- **Lo que se pide**:
Pasa al inglés esta oración del fragmento sobre el alcohol y la nostalgia: "Y este desplazamiento puede tener un correlato espacial."

- **Fragmento para leer**:
####################

El alcohol y la nostalgia
Recordar es un desplazamiento en el
tiempo. Y este desplazamiento puede tener un correlato espacial. Quizás por eso
el viaje en tren propicia echar a andar la memoria, abre paso para que los
recuerdos, al ritmo del traqueteo de los vagones sobre los rieles, emerjan del
aparente olvido, y se descubran, se revelen fuera del cofre que los atesora.
Mientras el tren avanza en su recorrido, la memoria se desplaza al pasado, y
cada recuerdo se asemeja a una estación.

####################

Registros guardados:
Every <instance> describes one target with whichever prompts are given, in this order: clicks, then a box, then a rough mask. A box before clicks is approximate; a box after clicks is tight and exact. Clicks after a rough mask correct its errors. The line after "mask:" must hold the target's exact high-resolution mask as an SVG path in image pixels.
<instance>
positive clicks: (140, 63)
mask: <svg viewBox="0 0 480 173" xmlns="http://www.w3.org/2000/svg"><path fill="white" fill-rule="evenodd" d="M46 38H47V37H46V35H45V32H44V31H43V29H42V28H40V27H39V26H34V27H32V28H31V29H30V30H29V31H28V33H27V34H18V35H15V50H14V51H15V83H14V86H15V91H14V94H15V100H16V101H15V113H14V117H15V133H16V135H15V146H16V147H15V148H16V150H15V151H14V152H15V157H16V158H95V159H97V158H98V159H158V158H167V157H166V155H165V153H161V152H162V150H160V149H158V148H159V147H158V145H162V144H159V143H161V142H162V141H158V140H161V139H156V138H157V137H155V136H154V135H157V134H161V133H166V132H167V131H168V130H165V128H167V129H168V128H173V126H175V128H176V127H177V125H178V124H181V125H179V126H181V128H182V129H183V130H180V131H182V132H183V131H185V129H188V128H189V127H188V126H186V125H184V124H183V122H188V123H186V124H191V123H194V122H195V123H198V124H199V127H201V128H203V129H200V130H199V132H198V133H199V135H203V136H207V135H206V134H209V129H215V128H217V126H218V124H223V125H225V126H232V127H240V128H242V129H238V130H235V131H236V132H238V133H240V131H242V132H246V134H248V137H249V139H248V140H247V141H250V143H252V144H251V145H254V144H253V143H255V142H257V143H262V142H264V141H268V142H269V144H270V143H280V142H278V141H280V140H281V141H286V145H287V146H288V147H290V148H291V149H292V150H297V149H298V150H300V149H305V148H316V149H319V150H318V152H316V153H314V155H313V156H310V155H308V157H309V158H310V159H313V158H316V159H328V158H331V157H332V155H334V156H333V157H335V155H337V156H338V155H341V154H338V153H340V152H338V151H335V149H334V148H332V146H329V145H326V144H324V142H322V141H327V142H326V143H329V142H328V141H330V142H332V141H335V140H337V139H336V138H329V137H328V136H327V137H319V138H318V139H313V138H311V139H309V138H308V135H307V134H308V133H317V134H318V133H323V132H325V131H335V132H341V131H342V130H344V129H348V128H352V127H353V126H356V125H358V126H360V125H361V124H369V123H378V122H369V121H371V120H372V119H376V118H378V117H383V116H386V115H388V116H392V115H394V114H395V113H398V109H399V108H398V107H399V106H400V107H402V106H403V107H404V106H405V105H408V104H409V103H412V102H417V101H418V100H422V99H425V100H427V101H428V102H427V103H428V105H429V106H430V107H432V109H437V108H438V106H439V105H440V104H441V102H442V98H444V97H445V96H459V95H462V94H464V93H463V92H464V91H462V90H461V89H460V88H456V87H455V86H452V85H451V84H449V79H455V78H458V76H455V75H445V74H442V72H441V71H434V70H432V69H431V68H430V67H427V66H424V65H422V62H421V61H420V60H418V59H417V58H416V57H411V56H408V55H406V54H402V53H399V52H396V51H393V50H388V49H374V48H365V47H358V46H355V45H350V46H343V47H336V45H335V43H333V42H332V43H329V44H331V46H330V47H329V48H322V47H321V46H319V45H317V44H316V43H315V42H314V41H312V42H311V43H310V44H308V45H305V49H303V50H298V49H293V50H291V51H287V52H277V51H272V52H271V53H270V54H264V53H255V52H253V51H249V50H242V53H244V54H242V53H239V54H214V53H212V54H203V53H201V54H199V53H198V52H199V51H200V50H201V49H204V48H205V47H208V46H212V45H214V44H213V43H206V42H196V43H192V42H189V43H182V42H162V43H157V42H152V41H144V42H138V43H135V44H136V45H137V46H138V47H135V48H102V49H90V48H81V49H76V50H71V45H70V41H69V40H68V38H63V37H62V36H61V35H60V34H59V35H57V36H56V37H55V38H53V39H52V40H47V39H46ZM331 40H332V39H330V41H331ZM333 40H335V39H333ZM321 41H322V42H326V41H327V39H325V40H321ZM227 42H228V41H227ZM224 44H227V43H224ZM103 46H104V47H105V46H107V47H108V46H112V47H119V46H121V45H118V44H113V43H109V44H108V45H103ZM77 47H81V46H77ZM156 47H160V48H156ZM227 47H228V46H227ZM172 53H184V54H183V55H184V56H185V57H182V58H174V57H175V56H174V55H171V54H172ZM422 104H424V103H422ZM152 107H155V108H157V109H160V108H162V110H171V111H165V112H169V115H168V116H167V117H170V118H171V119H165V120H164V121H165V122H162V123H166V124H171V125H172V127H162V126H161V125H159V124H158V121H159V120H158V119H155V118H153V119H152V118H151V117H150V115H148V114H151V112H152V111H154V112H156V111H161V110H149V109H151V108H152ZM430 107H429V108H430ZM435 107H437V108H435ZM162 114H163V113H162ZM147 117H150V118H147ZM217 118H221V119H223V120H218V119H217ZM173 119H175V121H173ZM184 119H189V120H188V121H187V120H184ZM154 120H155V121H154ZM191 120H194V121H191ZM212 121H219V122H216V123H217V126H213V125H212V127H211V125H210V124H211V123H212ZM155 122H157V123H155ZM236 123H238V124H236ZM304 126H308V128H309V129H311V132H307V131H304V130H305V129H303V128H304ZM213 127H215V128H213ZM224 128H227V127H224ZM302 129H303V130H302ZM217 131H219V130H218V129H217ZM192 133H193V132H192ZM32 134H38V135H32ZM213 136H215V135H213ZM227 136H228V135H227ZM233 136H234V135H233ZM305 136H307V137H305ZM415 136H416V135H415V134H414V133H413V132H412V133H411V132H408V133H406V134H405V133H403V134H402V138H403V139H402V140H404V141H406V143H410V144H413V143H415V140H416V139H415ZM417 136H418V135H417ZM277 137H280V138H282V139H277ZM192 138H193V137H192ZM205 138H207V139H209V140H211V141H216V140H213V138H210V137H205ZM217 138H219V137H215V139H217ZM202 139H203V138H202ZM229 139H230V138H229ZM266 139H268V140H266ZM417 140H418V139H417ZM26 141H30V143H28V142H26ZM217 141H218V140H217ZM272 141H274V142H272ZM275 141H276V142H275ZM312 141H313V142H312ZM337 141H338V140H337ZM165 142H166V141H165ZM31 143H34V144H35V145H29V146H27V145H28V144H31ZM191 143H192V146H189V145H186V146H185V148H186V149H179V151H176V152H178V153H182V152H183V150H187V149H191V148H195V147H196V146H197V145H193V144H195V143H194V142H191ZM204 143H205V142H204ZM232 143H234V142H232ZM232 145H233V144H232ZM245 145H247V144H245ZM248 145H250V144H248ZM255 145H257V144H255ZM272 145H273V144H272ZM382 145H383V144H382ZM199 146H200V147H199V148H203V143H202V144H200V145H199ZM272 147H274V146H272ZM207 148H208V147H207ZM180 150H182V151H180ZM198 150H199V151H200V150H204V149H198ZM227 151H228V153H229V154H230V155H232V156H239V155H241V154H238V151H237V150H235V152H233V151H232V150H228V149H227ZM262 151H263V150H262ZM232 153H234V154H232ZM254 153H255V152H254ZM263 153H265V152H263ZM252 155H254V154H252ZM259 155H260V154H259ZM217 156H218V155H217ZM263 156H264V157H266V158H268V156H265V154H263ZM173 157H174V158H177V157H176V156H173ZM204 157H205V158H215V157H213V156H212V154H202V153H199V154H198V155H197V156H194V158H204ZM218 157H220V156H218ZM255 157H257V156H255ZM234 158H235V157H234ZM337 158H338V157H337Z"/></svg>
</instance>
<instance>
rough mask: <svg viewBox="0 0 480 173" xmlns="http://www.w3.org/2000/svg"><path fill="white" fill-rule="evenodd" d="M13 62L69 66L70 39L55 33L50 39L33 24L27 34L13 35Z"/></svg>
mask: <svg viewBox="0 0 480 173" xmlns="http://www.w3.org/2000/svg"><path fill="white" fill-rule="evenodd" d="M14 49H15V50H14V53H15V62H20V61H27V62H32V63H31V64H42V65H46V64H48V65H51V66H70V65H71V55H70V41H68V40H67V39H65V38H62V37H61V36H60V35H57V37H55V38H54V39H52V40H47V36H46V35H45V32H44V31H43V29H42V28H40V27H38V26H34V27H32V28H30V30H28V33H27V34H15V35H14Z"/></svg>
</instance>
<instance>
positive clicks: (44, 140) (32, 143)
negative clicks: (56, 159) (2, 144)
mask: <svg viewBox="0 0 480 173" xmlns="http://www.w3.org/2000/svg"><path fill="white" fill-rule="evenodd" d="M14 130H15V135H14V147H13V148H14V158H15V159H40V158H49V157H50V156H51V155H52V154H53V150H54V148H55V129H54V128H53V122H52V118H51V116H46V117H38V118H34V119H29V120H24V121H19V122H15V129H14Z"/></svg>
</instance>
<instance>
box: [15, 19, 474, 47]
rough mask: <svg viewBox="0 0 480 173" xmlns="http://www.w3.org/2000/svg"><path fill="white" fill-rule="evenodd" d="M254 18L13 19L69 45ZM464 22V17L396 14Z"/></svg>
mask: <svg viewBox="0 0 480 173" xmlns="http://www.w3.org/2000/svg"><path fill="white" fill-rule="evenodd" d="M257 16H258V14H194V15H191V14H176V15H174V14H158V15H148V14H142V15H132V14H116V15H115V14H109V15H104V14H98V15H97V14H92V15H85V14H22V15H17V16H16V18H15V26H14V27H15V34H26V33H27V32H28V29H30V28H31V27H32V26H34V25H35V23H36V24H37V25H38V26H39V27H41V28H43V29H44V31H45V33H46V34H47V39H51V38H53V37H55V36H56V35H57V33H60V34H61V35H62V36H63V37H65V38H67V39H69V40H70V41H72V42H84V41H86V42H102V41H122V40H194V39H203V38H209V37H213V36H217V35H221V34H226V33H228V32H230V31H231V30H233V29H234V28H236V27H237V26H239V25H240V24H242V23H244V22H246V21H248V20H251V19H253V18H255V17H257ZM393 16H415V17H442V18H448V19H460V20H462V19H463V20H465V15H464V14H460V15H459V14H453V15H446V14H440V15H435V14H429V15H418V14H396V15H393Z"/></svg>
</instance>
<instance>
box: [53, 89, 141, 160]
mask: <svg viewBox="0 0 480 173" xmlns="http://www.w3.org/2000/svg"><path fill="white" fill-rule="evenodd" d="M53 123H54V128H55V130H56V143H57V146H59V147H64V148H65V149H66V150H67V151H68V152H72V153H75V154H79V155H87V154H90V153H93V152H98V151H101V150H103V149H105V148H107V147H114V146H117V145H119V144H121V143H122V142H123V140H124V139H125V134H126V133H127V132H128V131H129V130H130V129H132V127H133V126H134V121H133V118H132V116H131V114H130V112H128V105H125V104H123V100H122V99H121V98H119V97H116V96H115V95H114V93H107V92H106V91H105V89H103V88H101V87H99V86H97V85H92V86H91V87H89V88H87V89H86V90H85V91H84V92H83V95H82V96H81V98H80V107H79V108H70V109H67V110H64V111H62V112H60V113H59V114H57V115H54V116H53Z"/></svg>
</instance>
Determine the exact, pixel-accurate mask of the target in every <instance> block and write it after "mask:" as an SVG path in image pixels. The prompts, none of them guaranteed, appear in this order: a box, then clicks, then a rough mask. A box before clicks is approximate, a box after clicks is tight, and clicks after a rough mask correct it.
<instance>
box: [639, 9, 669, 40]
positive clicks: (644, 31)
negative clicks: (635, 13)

####################

- **Tu respuesta**:
And this shift can have a spatial counterpart.